● Stored records:
________________________

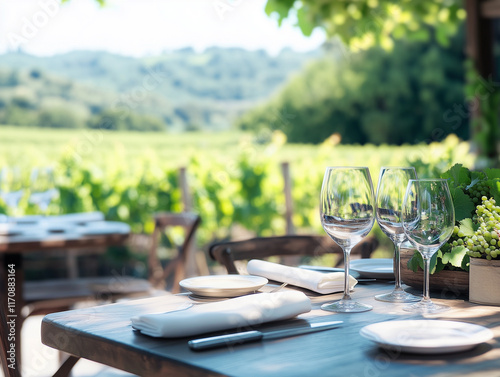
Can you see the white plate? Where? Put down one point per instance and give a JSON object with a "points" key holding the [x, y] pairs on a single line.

________________________

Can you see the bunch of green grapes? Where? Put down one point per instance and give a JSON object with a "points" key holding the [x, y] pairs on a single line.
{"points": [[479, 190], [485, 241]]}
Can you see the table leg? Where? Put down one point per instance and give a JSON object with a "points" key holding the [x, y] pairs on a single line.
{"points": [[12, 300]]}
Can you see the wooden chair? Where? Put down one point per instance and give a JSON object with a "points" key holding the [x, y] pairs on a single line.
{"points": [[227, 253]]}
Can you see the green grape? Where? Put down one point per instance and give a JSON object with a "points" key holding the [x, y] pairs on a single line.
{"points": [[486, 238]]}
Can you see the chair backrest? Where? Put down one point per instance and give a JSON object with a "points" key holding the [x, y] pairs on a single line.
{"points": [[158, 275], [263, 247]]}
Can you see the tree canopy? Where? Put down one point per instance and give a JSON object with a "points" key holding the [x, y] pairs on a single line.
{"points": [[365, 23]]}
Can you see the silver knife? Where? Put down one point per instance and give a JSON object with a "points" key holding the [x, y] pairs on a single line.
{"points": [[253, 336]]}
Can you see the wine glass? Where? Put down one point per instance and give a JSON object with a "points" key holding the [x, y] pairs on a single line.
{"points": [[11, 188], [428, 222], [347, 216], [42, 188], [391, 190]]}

________________________

● What you are asked to do: Pull out every line of the records that contains the word "chair" and copy each one in full.

● Result for this exercise:
Can you see the wooden chair? Where? Put down one point per instance and give a JSON object with a "points" key holding the [x, y] pairs on a single line.
Can you see the chair backrest? Where? Put down one point per instance and give a JSON object with a "points" key holding the [x, y] pairs on a single line.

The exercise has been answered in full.